Excerpt provided
- - - - - - -

Mythbusters does quicksand. Around the 4 minute mark. And they say that the animals that died in quicksand did so as a result of dehydration and exposure to the elements, not drowning.
When you fall into remember one thing you can never ever sink in completely in a quicksand. The density of this sandy mixture is such that you can float more easily on it than on water. Its the struggle which makes sinking hasten .The only tough part is getting out. For this you need to stay calm and preferably get that pole we talked about.

First try to spread out your body in all directions. The first thing you should try is laying on your back .This is easier when you had fallen leg first .If you had tripped and fallen with your head first in the sand your first reaction will be panic and desperate attempts to get it out with your hands on the liquid sand . This will only cause the head to sink deeper. Here you should instead try to hold your breath for a few seconds .The natural buoyancy of your body will gradually lift you up.


This is one of several site that found about extracting yourself from quicksand. They all say some thing along the lines of a panicked struggle will make things worse and can even pull you head under.

- - - - - - -

Problems
1. Answer these questions using the quicksand text:
(a) According to the Mythbusters mention, what caused the deaths of animals that died in quicksand?
(b) What makes it easier to float on quicksand than on water?
(c) What should you do if you fall head first into the sand?
2. Pick up the quicksand text after its last sentence and continue it for a few more sentences.
The records below come from a different source than the quicksand text.

Record set
- - - - - - -

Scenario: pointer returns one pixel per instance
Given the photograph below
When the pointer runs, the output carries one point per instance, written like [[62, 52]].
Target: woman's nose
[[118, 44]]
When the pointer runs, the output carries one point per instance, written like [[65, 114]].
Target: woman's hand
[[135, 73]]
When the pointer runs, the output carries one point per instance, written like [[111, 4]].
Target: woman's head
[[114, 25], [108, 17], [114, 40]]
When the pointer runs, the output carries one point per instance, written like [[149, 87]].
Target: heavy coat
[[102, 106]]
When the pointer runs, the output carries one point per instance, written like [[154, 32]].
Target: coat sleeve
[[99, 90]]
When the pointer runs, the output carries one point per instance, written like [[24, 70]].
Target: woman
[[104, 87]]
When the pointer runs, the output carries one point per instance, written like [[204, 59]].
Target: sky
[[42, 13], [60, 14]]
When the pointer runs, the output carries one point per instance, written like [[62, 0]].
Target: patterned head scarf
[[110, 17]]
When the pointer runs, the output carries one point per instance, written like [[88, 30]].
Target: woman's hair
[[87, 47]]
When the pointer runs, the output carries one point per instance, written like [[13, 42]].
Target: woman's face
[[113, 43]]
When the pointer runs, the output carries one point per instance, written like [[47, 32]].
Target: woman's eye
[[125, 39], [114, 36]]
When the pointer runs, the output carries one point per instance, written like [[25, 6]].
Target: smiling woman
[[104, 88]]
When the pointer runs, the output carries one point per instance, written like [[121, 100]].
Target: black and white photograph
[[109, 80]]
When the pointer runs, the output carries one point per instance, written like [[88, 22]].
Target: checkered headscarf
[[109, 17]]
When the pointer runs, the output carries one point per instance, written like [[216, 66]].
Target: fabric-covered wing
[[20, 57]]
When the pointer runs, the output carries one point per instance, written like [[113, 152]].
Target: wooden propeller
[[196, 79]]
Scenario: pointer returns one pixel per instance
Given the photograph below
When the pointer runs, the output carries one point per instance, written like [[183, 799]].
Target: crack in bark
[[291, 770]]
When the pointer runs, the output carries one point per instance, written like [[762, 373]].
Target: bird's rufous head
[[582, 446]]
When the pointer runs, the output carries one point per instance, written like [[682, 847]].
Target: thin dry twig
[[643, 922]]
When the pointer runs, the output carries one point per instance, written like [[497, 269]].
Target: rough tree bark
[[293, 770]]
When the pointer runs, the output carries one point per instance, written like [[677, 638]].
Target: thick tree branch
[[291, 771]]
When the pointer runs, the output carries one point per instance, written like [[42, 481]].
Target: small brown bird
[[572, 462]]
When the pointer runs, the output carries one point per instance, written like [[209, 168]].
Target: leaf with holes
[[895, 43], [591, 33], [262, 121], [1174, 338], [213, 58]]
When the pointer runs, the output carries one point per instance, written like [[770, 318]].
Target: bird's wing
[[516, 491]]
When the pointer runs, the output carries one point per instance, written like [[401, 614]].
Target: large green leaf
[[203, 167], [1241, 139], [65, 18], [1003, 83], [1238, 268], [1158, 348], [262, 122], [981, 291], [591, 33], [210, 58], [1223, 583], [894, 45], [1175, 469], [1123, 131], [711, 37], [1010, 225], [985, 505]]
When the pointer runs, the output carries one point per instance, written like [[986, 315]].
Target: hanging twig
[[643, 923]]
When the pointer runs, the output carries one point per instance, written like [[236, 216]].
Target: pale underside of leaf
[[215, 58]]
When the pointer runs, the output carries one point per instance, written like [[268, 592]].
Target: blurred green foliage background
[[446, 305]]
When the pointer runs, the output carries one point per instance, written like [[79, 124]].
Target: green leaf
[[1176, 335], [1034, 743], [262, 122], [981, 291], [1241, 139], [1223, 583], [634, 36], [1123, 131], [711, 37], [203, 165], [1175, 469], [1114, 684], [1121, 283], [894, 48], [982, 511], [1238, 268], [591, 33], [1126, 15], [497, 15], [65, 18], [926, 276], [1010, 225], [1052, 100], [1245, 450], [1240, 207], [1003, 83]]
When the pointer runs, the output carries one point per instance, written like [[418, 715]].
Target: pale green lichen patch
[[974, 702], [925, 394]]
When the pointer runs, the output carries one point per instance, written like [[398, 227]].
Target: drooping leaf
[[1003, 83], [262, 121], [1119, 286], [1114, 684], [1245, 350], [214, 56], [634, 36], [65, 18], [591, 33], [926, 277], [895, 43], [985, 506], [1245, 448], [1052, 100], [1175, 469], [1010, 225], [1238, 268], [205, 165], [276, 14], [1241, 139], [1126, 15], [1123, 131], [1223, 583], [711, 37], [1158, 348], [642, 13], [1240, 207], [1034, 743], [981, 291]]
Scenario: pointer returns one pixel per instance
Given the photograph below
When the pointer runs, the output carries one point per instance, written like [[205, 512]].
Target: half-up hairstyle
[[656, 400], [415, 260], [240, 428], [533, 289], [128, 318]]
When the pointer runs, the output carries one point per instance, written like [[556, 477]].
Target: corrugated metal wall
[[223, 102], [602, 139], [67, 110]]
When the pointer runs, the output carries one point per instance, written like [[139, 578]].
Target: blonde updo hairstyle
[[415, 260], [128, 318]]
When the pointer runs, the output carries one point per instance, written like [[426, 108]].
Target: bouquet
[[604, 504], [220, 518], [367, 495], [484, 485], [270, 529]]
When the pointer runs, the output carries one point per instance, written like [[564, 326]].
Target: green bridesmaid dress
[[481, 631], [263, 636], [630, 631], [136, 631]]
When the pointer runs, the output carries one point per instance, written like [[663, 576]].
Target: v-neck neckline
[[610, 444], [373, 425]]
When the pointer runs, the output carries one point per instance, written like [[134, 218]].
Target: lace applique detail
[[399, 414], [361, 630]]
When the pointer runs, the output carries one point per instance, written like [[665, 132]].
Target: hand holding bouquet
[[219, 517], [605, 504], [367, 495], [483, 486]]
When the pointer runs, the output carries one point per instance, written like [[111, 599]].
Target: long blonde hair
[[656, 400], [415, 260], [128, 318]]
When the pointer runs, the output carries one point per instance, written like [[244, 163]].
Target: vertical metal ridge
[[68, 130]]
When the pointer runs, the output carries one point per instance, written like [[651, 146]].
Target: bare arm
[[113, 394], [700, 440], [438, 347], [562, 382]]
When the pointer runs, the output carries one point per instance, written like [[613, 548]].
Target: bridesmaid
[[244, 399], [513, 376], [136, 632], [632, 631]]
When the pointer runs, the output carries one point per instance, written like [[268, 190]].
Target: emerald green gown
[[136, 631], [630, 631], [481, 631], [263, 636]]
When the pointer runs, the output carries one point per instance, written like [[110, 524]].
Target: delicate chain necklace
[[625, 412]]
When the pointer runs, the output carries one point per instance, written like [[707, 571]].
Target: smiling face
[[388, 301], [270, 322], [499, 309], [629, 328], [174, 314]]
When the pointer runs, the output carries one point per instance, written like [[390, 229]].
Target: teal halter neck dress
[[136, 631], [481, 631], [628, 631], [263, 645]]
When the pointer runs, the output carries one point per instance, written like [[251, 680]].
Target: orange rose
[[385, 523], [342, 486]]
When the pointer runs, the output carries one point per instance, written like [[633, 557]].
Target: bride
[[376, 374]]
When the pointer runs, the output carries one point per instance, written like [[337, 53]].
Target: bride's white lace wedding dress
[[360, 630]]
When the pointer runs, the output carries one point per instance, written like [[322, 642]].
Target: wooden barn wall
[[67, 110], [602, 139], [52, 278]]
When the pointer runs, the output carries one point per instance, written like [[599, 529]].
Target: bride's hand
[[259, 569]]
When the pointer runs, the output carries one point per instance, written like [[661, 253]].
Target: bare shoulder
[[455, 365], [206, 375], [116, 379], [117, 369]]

- - - - - - -

Answers to the exercises
1.
(a) Dehydration and exposure to the elements, not drowning.
(b) The density of the sandy mixture.
(c) Hold your breath for a few seconds and let your body's natural buoyancy gradually lift you up.

2.
It is also hard to find quicksand deep enough that you can drown standing up. You usually reach solid ground first.

Of course animal are not built like us humans. They tend to have all 4 limbs on the ground with head up high. So they will most likely sink down to the solid ground with head and most of body above the quicksand. If it is deep enough that the can not lift leg out of quicksand they be able to move. So they exhaust themselves and starve to death. If animal panics and rolls it self on to its side then tries using head for movement. Then I could see it drowning, but it would have to work at it. I also do not see this as typical behavior.

While Myth busters simulated liquefaction, I do not think they came close some the sticky stuff you can find in the wild.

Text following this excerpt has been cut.